§ **WHAT THIS TASK INVOLVES**:
In the records that follow, find the line with "positive clicks: (183, 26)"; from there, retype every line exactly through the line with "box: [60, 38, 106, 104]", which also belongs to the answer.

━━ STORED DATA

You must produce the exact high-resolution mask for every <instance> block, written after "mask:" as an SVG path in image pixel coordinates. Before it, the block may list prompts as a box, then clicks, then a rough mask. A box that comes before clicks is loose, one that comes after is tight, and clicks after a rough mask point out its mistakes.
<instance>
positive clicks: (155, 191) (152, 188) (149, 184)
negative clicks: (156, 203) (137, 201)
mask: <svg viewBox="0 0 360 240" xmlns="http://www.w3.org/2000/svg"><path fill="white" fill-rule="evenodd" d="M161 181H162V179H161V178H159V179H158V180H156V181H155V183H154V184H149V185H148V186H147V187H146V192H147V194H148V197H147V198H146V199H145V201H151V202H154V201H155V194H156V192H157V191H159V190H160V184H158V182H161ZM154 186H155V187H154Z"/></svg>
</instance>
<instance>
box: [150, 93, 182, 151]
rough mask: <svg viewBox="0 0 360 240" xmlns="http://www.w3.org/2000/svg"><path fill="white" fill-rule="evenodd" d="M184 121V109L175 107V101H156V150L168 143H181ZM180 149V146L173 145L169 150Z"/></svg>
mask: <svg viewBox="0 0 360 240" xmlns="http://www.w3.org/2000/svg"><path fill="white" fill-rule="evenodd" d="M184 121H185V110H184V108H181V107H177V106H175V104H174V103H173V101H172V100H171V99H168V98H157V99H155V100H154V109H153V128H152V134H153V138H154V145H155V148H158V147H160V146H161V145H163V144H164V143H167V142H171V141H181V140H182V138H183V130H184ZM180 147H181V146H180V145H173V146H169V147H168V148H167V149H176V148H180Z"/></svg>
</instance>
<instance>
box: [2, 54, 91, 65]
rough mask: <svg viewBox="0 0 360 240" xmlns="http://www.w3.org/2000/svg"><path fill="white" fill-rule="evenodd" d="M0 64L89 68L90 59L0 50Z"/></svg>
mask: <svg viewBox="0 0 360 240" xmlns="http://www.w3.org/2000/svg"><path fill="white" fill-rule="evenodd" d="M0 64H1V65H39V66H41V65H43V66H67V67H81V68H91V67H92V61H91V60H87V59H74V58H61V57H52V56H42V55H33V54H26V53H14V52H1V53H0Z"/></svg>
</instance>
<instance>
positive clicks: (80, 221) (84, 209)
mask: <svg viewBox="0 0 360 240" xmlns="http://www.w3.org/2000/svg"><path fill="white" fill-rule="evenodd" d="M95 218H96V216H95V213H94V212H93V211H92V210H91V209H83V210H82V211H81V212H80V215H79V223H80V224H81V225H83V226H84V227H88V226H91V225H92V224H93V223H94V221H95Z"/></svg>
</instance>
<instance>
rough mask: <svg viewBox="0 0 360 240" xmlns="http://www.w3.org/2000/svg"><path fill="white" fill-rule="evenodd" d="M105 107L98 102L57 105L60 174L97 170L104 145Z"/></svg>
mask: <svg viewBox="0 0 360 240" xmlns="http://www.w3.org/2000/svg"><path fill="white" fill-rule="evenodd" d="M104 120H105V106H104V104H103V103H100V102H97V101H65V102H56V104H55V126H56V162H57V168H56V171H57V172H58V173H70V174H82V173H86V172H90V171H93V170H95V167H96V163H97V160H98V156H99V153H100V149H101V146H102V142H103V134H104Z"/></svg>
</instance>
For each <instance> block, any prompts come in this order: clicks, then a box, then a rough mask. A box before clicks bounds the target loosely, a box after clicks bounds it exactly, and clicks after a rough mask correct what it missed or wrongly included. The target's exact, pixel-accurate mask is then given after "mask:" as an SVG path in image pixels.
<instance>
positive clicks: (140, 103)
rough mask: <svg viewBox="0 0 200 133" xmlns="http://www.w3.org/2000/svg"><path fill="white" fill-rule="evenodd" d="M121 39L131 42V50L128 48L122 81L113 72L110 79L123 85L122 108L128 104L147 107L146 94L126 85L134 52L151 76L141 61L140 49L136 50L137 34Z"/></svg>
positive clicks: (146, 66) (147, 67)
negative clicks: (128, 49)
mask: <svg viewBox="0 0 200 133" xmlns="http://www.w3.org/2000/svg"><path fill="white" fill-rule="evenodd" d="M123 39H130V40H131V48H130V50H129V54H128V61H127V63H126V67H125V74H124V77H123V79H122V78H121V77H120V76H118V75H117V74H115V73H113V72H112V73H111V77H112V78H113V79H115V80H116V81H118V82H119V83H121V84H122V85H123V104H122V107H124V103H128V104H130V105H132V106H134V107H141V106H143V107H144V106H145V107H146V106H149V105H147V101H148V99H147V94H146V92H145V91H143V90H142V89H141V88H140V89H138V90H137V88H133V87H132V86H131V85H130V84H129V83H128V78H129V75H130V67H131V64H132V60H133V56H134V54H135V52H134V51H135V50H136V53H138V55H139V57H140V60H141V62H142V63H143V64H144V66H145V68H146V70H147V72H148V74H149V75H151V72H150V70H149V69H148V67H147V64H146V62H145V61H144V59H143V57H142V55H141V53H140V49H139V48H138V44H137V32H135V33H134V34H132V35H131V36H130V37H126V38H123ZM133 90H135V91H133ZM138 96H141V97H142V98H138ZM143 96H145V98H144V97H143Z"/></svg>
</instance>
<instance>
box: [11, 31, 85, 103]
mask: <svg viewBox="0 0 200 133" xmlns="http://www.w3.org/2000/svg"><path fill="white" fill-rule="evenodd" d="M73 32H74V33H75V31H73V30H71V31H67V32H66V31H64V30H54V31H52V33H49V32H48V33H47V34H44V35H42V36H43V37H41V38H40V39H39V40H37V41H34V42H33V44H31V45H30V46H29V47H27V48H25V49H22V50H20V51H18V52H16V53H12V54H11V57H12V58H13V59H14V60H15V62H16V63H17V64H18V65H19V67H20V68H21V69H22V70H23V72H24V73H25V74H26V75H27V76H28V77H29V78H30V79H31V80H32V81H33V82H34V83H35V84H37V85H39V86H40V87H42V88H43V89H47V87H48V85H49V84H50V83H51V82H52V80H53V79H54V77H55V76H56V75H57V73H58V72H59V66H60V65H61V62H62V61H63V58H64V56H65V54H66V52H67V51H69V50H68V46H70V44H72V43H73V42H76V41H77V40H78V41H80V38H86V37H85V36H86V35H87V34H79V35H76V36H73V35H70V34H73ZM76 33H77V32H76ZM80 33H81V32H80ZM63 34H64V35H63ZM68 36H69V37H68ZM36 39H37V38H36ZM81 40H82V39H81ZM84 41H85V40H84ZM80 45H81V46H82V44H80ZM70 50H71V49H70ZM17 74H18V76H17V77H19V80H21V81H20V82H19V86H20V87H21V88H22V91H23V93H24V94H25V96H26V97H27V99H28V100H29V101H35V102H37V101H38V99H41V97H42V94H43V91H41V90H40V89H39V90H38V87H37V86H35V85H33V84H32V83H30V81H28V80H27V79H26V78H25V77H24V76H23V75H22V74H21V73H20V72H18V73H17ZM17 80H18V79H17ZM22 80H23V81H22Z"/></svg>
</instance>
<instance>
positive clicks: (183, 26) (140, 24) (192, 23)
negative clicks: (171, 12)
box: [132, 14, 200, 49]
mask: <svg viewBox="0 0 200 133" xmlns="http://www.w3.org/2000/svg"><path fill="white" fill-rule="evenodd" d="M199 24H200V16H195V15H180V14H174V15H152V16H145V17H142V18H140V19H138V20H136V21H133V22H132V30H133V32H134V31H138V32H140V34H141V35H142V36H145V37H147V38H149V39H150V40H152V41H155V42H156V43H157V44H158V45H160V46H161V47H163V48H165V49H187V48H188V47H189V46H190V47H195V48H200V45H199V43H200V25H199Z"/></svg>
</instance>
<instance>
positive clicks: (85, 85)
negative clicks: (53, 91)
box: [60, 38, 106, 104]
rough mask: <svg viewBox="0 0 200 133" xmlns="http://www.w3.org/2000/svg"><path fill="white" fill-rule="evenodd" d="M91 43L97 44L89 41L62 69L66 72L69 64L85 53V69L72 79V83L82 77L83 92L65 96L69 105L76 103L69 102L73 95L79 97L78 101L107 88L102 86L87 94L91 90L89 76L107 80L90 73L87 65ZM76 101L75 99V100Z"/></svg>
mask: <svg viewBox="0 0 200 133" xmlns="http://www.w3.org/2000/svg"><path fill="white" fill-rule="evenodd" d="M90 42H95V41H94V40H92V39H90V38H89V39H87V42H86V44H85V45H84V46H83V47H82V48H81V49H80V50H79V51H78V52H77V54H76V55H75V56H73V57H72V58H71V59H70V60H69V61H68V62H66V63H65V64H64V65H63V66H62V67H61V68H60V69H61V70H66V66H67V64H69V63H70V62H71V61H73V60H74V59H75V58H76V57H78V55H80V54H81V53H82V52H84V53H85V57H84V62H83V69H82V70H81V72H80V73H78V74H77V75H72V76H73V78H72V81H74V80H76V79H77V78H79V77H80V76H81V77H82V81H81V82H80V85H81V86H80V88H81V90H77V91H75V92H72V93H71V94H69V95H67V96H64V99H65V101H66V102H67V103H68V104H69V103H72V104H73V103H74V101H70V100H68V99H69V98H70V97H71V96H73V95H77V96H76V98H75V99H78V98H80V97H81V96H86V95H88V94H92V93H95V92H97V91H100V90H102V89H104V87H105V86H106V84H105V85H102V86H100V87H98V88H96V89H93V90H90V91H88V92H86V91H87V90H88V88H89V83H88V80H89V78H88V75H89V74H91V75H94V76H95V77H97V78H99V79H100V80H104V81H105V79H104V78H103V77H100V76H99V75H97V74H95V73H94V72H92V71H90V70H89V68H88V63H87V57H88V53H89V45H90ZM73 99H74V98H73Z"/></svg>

━━━━

§ **EXPECTED ANSWER**:
positive clicks: (183, 26) (140, 24) (192, 23)
negative clicks: (171, 12)
box: [132, 14, 200, 49]
mask: <svg viewBox="0 0 200 133" xmlns="http://www.w3.org/2000/svg"><path fill="white" fill-rule="evenodd" d="M199 24H200V16H195V15H180V14H174V15H152V16H145V17H142V18H140V19H138V20H136V21H133V22H132V30H133V32H134V31H138V32H140V34H141V35H142V36H145V37H147V38H149V39H150V40H152V41H155V42H156V43H157V44H158V45H160V46H161V47H163V48H165V49H187V48H188V47H189V46H190V47H195V48H200V45H199V43H200V25H199Z"/></svg>
</instance>
<instance>
positive clicks: (85, 85)
negative clicks: (53, 91)
box: [60, 38, 106, 104]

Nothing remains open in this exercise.